POLECENIE
Proszę przedstawić w formie listy numerowanej wyłącznie fragment rekordów od wiersza zawierającego „Locate illuminated sign.” do wiersza zawierającego „0,372,754,660”, łącznie z obydwoma tymi wierszami. Puste wiersze należy pominąć.

★ ★ ★ ★ ★

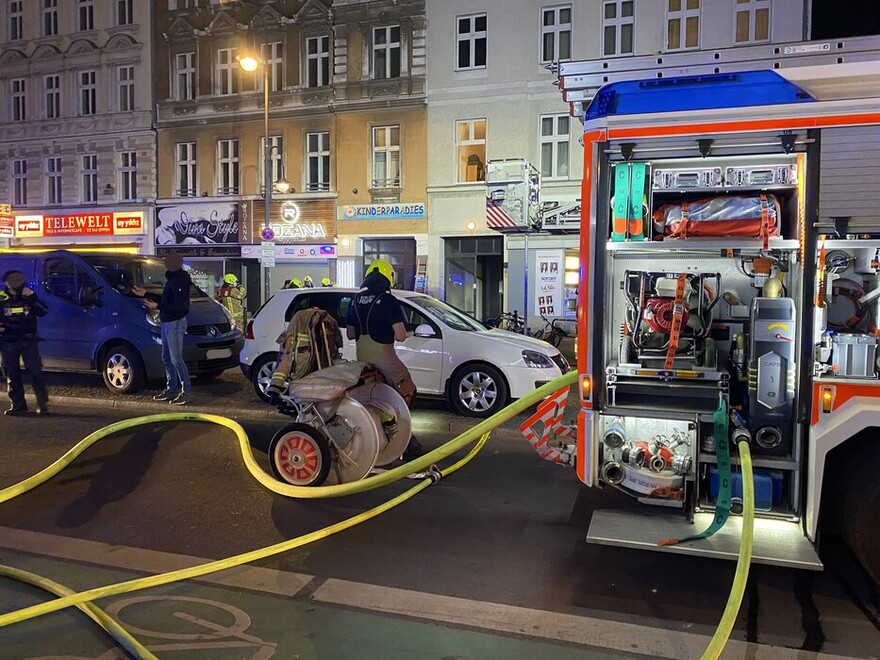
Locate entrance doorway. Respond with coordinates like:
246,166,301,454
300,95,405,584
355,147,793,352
444,236,504,321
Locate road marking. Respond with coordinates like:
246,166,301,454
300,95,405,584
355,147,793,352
0,527,845,660
312,578,844,660
0,527,315,596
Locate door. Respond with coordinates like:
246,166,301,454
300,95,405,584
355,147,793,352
394,300,443,394
39,256,107,371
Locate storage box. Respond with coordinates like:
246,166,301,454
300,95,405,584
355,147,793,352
709,466,783,511
831,333,880,378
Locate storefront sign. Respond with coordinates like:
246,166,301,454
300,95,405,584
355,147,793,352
241,244,336,261
342,202,425,220
15,211,145,238
156,203,239,245
245,199,336,244
535,250,565,318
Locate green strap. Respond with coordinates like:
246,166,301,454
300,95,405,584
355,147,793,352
611,163,632,241
627,163,645,241
657,397,732,545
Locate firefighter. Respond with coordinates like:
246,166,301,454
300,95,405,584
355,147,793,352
0,270,49,416
345,259,422,460
217,273,247,332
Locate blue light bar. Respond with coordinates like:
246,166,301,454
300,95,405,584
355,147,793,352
584,71,816,120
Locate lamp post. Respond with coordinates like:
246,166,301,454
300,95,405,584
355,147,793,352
237,55,290,303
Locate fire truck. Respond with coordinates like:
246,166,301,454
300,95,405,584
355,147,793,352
556,42,880,581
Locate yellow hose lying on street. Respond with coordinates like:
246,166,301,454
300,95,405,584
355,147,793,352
702,442,755,660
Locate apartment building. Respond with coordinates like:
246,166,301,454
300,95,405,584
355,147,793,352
0,0,156,252
155,0,427,309
427,0,809,328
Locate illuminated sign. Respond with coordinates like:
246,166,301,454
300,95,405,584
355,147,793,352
15,211,145,238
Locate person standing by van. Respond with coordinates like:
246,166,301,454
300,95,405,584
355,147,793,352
131,253,192,406
0,270,49,416
345,259,422,459
217,273,247,332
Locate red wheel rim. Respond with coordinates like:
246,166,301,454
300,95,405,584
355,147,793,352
275,433,321,482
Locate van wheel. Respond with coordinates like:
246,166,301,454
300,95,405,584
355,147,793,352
251,354,278,403
449,364,508,417
269,422,330,486
101,344,146,394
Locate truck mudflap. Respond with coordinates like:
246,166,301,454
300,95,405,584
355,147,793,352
587,508,822,571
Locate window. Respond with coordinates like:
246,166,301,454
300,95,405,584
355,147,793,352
260,135,284,192
42,0,58,37
259,41,284,92
541,5,571,62
372,126,400,188
176,142,198,197
174,53,196,101
43,74,61,119
116,0,134,25
541,115,570,179
46,156,61,204
373,25,400,79
734,0,770,44
9,78,27,121
43,257,97,305
76,0,95,32
9,0,24,41
217,140,238,195
306,132,330,192
666,0,700,50
116,66,134,112
455,119,486,183
81,154,98,204
214,48,239,94
78,71,97,117
455,14,486,71
12,158,27,206
306,37,330,87
119,151,137,202
602,0,635,55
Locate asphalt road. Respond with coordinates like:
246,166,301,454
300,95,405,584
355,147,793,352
0,376,880,658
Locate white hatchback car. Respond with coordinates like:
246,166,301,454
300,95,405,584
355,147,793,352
240,288,569,417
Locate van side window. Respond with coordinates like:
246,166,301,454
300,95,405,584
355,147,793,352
43,257,95,305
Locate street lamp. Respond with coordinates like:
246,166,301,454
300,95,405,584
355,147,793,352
236,55,291,303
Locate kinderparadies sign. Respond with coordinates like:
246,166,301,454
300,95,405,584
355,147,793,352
156,202,239,246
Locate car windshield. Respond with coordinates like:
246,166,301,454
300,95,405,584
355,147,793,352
83,255,207,298
406,296,487,332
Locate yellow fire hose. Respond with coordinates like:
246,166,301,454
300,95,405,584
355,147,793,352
0,372,754,660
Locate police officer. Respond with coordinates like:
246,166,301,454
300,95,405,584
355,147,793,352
345,259,422,459
0,270,49,415
217,273,247,332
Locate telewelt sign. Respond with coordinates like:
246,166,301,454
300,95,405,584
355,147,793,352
15,211,145,238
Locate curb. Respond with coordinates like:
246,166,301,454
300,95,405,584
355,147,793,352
39,395,523,440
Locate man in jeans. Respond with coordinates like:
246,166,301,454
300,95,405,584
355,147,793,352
132,253,192,406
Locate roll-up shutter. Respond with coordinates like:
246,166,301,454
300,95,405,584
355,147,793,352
819,126,880,231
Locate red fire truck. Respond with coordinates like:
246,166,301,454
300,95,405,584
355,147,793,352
557,44,880,581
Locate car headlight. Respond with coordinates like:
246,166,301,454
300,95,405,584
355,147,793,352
523,351,553,369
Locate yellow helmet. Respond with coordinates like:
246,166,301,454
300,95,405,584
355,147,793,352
367,259,394,284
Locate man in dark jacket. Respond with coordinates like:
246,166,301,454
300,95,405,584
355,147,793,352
0,270,49,415
132,253,192,406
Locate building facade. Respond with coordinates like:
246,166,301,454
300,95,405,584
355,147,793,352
427,0,809,329
0,0,157,252
155,0,427,309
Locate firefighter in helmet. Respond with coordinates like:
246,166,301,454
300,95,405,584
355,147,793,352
217,273,247,332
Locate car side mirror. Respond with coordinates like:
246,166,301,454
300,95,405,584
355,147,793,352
78,284,104,307
413,323,437,337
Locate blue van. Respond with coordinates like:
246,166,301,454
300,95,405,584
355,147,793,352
0,250,244,394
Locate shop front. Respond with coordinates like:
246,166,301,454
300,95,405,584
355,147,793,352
0,206,149,254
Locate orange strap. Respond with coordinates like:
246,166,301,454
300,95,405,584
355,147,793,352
663,273,687,371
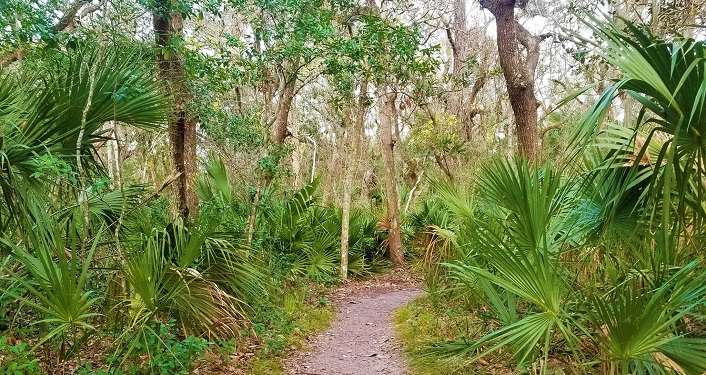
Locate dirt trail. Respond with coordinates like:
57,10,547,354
286,274,422,375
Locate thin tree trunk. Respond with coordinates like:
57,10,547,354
272,78,297,144
481,0,541,160
377,87,404,267
341,79,368,280
247,183,262,246
152,6,198,220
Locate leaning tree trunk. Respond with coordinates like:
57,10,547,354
481,0,541,160
272,76,297,145
341,79,368,280
152,7,198,220
377,87,404,267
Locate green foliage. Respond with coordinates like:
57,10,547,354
0,336,42,375
144,324,209,375
0,212,100,358
0,43,166,223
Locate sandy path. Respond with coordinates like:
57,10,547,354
286,285,421,375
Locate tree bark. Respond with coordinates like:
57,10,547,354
377,86,404,267
480,0,541,161
272,78,297,145
152,5,198,220
341,79,368,280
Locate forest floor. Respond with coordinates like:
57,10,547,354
285,271,422,375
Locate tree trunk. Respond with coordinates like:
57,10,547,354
341,79,368,280
152,6,198,220
377,87,404,267
272,78,297,144
481,0,541,161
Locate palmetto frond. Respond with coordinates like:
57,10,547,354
0,45,167,222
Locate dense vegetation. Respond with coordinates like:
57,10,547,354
0,0,706,374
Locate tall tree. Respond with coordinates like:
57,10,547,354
480,0,548,160
341,83,368,280
152,0,198,219
377,86,404,266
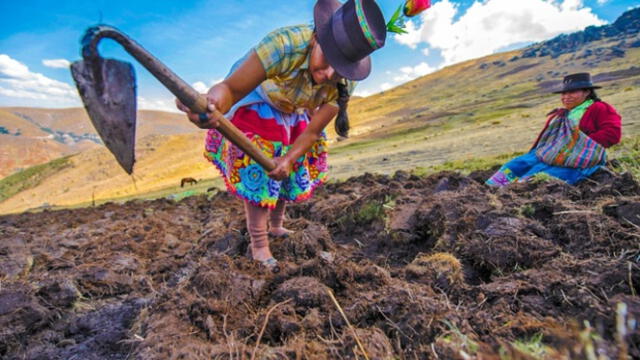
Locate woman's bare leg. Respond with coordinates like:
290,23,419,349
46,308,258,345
269,199,293,237
244,201,273,261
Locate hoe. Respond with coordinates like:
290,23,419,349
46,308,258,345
71,25,275,174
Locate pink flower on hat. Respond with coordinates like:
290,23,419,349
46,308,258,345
403,0,431,17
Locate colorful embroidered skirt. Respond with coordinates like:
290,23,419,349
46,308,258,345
485,150,602,186
204,103,328,209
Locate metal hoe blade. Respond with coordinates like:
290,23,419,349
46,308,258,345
71,58,136,174
71,25,276,174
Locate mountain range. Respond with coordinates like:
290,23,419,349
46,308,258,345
0,8,640,213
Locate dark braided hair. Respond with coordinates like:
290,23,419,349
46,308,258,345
335,81,349,137
587,89,602,102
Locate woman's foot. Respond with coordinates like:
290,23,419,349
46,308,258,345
269,227,293,239
251,246,280,273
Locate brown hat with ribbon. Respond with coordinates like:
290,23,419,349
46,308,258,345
313,0,387,80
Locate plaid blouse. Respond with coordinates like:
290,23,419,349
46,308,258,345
254,25,356,113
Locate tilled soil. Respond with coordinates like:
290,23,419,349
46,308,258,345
0,172,640,359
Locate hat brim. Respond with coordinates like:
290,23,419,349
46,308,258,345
313,0,371,81
552,86,602,94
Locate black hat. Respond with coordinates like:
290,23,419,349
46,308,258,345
553,73,602,94
313,0,387,80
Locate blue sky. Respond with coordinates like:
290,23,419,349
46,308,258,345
0,0,640,110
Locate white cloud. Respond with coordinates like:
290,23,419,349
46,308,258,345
395,0,604,66
0,54,80,106
138,96,180,113
42,59,71,69
380,83,393,91
353,90,373,97
393,62,437,83
191,78,224,94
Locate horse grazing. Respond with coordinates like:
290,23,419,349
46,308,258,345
180,178,198,187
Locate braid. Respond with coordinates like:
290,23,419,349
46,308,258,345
587,89,602,102
335,82,349,137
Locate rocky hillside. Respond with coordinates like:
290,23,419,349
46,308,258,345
0,107,197,178
0,7,640,213
522,7,640,59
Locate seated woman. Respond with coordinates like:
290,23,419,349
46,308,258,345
486,73,622,186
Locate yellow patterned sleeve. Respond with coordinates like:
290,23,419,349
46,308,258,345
254,25,313,79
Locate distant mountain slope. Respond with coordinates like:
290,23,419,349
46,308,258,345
522,7,640,59
342,8,640,136
0,107,198,178
0,7,640,213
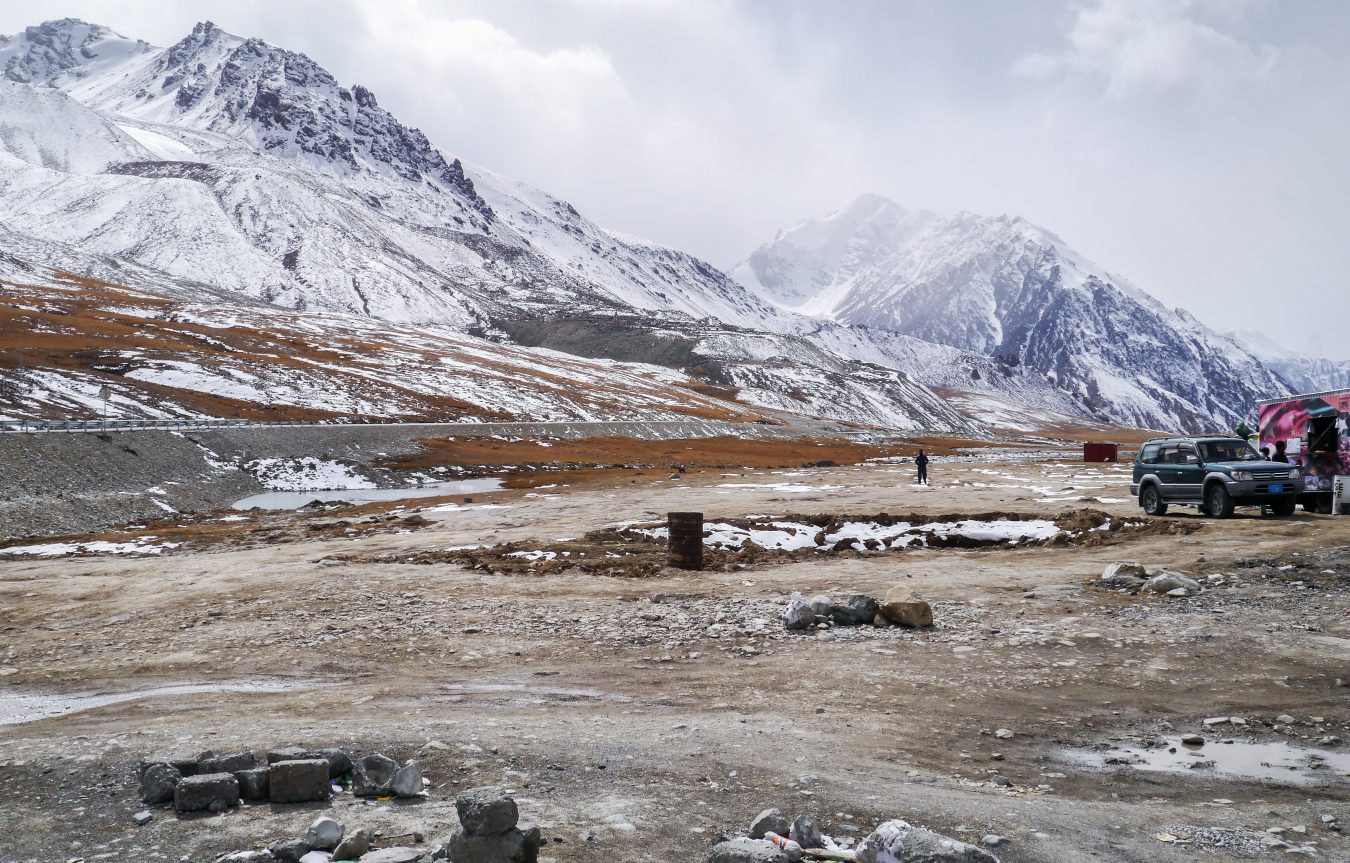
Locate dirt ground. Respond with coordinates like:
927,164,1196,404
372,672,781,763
0,454,1350,863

★ ★ ★ ★ ★

OCZEKIWANA ODPOWIEDŹ
1. Locate illuminated sign. Respond with coordinates like:
2. 246,166,301,454
3. 300,95,405,584
4. 355,147,793,352
5. 15,211,145,238
6. Locate person standing by van. Respond with coordinates like:
7. 246,166,301,454
8. 300,95,405,584
9. 355,147,793,352
10. 131,253,192,406
11. 0,270,49,416
12. 345,259,422,459
13. 217,273,247,332
14. Locate red wheel rim. Respond with coordinates like:
15. 246,166,301,454
16. 300,95,405,584
17. 355,147,793,352
18. 275,433,321,482
19. Locate van wheel. Respond with coordinates like:
20. 246,166,301,454
21. 300,95,405,584
22. 355,147,793,352
23. 251,354,278,403
24. 449,364,508,417
25. 269,422,330,486
26. 101,344,146,394
27. Locate truck mudflap. Respond with coordinates like:
28. 246,166,301,454
29. 300,95,405,584
30. 355,147,793,352
31. 587,508,822,571
32. Locate window. Respond with coordinates like:
33. 246,166,301,454
34. 300,95,405,584
35. 355,147,793,352
36. 260,135,284,192
37. 42,0,58,37
38. 259,41,284,92
39. 541,5,571,62
40. 372,126,400,188
41. 176,142,198,197
42. 174,53,196,101
43. 43,74,61,119
44. 116,0,134,25
45. 541,115,570,179
46. 46,156,61,204
47. 373,25,400,79
48. 734,0,770,44
49. 9,78,27,121
50. 43,257,97,305
51. 76,0,95,32
52. 9,0,24,41
53. 217,140,238,195
54. 306,132,330,192
55. 666,0,700,50
56. 116,66,134,112
57. 455,119,486,183
58. 81,154,98,204
59. 214,48,239,94
60. 78,71,97,117
61. 455,14,486,71
62. 12,158,27,206
63. 306,37,330,87
64. 119,151,137,202
65. 602,0,635,55
66. Locate asphalt road. Respond with coordinates like:
67. 246,166,301,454
68. 300,95,405,584
69. 355,147,793,352
70. 0,376,880,658
71. Locate white hatchback car. Respond with coordinates like:
72. 246,166,301,454
73. 300,95,405,584
74. 355,147,793,352
75. 240,288,569,417
76. Locate van side window. Respond with coordinates like:
77. 246,166,301,454
78. 300,95,405,584
79. 355,147,793,352
80. 43,257,95,305
81. Locate street lamp. Respond with coordinates like:
82. 246,166,301,454
83. 300,95,405,584
84. 355,147,793,352
85. 236,55,291,303
86. Locate kinderparadies sign. Respond with coordinates like:
87. 246,166,301,454
88. 300,95,405,584
89. 355,147,793,352
90. 156,202,239,246
91. Locate car windshield. Respond with coordinates like:
92. 246,166,301,454
93. 300,95,405,584
94. 355,147,793,352
95. 83,255,207,298
96. 406,296,487,332
97. Locate yellow fire hose. Respond with coordinates like:
98. 246,166,301,454
99. 300,95,405,584
100. 355,147,793,352
101. 0,372,754,660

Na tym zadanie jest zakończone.